TASK DETAILS: Where in the data below does the word "clicks" appear? Copy every line that has it.

AVAILABLE RECORDS:
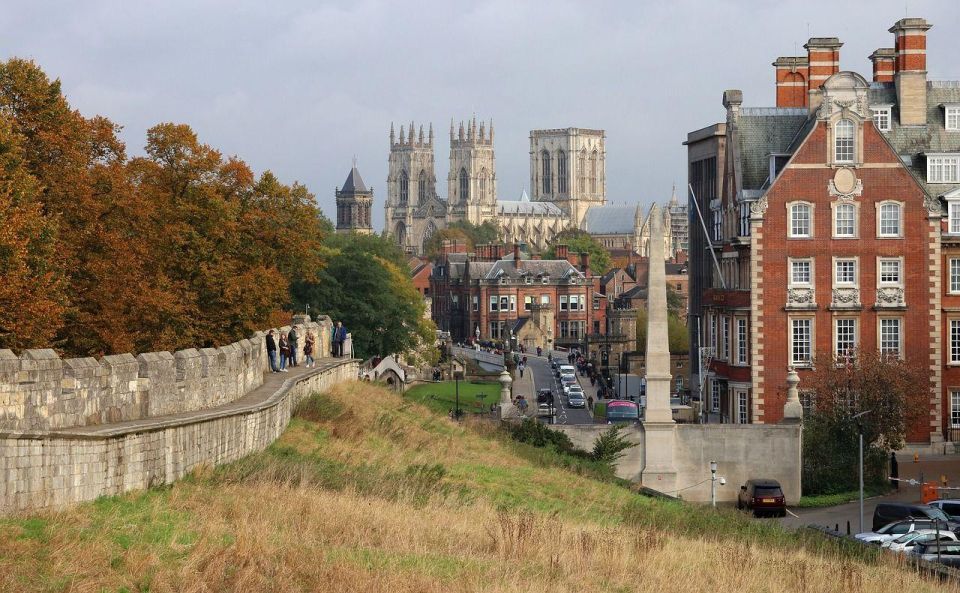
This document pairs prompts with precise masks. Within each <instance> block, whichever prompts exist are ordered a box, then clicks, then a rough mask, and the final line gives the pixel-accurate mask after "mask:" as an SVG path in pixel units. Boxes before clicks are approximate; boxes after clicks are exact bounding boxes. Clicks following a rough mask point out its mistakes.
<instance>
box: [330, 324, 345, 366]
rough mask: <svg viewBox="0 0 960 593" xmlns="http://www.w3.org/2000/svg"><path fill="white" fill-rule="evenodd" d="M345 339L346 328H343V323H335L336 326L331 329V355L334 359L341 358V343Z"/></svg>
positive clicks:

--

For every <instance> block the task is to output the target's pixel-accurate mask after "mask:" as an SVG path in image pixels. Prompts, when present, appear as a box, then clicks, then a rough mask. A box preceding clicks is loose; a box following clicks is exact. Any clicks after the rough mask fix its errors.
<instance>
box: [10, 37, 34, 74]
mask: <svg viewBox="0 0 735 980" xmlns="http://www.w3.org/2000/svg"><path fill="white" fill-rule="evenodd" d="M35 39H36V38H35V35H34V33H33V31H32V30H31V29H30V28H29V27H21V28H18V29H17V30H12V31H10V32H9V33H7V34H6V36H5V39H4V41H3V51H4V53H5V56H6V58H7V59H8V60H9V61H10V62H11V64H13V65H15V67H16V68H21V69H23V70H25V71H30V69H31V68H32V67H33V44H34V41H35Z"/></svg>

TASK SOLUTION:
This document pairs prompts with precise masks. Within each <instance> block, whichever prompts exist are ordered a box, then clicks, then a rough mask, and the final line gives the pixel-accurate mask after "mask:" as an SVG path in pixel units. Boxes before clicks are approximate; boxes after clicks are exact bounding boxes. Clicks following a rough mask point out its mistakes.
positive clicks:
For every <instance> block the task is to output the target's pixel-accurate mask after "mask:" as an SVG path in image pixels. Prompts, when present, appear as a box, then clicks, then a rough mask. A box preceding clicks is loose; a box following clicks is exact. Any clicks after the rough mask fix its errors.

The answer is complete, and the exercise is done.